# New Service center Water hammer



## MyBad! (May 2, 2021)

Hello all.
I have a problem a with a severe water hammer at a newly constructed service center 150,000 sq.ft
I have two toilets that are causing this. They have American Standard dual flush selectronic valves on everything. Every time these toilets are flushed sounds like the building is coming apart. I have heard of some automatic valves causing problems and just replacing the kit with a different style, but have not done this on a American standard. 
if I leave water running on the same feed line from outside hose bib I do not get the hammer at the toilet, but when I hooked gauge on end of hose bib and flushed toilet. It destroyed my 100 psi gauge. Well pressure is 45-60 it was set at 60-80 and the installers turned it down to remedy the problem, but it didn’t change a thing. Not all the toilets do it. Just these two mainly and they are on the end of the lines. All fixtures have arrestors on them, but don’t seem to help. I even swapped one to see if it was bad. I have changed the flush valve at each of the troubled fixtures. I have flushed thousands of gallons of water to bleed any air, The engineers did not put any bleed valves in the pipes up high, so could There still be air trapped?
Being a new construction I have my hands tied, because it hasn’t been technically commissioned to me. So I cannot do any major repairs without including original contractor who is struggling mightily.

I’m fairly new in the trade.1st year Journeymen and haven’t had this issue before anywhere else. I have been asking and getting suggestions for repair, but haven’t got a clear answer yet.

Thanks in advance for replies,

MyBad!


----------



## skoronesa (Oct 27, 2015)

MyBad! said:


> Hello all.
> I have a problem a with a severe water hammer at a newly constructed service center 150,000 sq.ft
> ..............


This is the nicest, most honest reply you will get. *You don't belong here.*

Talk to the inspector about your issue, or hire a competent plumber.


----------



## MyBad! (May 2, 2021)

I’ll bite.

The engineer was contacted. And You should already know competent and plumber shouldn’t be mentioned in same sentence. 
We are all wiseguys thinking we are better than one another. I’m pretty sure I could keep up with the most of you. Do I know everything? I don’t think so. Do I have questions heck yeah. 
If you think inspectors have the answer I‘ll turn it right back on you and call you the dumbass. Never had an inspector tell me the solution to a problem, just say its wrong.
Oh Did I mention the inspector already signed off. So he/she felt it was OK.


----------



## OpenSights (Mar 23, 2015)

MyBad! said:


> I’ll bite.
> 
> The engineer was contacted. And You should already know competent and plumber shouldn’t be mentioned in same sentence.
> We are all wiseguys thinking we are better than one another. I’m pretty sure I could keep up with the most of you. Do I know everything? I don’t think so. Do I have questions heck yeah.
> ...


In my area inspectors, while necessary, are basically extra tax collectors. Engineers and doctors are the worst customers you can have! They know how to do the job and want you to do it their way.


You better abide by site rules and post a proper introduction. I doubt you’ll be here long.
----------------------------------------
## WRITTEN INSTRUCTION
In the water hammer thread, what range was the well pressure set at before the installers turned it down?

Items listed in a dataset
----------------------------------------
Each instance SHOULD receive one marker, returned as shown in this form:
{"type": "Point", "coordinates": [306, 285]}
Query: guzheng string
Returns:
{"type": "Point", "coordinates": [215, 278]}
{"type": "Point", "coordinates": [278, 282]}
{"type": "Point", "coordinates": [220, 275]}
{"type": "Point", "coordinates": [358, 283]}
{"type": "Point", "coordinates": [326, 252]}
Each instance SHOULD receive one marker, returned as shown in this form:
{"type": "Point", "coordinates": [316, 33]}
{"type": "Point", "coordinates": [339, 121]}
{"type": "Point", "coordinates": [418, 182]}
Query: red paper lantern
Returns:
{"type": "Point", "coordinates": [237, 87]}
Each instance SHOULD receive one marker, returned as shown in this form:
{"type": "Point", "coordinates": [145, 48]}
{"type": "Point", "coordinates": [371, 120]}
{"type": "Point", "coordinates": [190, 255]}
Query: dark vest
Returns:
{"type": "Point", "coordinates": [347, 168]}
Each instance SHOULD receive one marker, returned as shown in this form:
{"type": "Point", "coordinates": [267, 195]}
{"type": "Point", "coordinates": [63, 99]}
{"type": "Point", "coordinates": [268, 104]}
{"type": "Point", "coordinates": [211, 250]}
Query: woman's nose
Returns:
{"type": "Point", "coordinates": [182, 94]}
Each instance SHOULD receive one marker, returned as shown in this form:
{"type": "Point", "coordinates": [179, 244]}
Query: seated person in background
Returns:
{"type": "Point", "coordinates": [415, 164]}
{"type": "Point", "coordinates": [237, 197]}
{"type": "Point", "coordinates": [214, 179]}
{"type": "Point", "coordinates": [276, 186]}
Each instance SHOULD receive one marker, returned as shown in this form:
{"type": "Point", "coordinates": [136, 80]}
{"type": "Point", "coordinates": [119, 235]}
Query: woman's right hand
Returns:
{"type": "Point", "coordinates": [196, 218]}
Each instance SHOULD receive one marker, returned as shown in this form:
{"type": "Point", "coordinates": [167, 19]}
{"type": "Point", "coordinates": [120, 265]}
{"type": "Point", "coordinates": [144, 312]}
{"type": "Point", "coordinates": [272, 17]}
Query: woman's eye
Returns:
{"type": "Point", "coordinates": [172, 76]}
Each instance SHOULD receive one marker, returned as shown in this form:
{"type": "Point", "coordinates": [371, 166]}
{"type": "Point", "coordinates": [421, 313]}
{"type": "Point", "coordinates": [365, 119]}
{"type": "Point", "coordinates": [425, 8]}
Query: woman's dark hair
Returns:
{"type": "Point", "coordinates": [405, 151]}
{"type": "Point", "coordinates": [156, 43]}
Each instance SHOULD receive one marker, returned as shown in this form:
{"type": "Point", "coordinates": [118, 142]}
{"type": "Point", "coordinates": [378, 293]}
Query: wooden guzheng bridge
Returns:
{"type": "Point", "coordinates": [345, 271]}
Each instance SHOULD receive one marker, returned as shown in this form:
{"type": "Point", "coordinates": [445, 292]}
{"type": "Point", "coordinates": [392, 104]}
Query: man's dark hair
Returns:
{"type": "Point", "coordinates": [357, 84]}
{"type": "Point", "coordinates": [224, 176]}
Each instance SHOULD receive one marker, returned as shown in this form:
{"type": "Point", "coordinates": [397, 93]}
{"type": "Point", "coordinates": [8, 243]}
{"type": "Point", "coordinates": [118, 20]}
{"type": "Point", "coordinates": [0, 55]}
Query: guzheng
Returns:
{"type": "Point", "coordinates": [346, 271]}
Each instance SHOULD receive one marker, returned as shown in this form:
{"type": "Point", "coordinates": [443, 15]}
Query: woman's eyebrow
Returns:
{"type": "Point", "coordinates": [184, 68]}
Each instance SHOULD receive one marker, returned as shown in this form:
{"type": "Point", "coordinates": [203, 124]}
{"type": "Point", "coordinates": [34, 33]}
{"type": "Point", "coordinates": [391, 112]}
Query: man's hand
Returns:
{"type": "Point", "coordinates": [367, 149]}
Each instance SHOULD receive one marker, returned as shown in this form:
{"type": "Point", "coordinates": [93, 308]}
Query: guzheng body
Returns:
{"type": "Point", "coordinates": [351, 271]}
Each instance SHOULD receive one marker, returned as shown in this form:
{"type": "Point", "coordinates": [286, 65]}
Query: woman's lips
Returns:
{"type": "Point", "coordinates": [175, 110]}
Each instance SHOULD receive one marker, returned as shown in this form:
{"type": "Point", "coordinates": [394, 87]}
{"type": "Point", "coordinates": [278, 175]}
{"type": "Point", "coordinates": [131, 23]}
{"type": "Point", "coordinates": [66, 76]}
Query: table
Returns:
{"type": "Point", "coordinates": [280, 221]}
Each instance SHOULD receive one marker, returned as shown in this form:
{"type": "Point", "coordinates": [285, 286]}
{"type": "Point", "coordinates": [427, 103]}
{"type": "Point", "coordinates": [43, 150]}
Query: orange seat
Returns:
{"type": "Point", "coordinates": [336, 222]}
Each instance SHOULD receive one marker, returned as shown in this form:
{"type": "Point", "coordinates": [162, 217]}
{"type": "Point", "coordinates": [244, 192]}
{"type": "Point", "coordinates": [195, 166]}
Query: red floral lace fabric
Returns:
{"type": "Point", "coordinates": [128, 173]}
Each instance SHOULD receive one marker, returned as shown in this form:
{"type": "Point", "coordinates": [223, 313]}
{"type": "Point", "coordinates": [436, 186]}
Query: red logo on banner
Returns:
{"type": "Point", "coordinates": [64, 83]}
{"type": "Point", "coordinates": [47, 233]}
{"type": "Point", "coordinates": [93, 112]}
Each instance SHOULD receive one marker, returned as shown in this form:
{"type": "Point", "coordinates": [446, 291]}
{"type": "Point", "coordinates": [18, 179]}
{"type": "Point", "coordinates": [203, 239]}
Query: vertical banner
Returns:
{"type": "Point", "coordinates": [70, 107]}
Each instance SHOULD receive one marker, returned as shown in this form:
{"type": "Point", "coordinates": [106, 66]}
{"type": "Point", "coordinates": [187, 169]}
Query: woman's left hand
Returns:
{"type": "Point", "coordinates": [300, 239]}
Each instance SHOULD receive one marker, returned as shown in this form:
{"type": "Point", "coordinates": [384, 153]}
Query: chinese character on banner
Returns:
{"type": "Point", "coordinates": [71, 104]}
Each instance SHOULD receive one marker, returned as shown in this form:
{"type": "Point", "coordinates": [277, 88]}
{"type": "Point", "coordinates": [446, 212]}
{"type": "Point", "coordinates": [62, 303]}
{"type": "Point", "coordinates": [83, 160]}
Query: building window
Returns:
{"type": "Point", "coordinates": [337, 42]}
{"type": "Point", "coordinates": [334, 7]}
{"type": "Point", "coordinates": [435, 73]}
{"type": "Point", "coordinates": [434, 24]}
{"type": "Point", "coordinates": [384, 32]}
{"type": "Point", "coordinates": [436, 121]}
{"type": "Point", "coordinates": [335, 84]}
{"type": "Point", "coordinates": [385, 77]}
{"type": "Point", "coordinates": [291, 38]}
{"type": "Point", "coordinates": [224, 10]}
----------------------------------------
## EXERCISE SOLUTION
It was set at 60-80.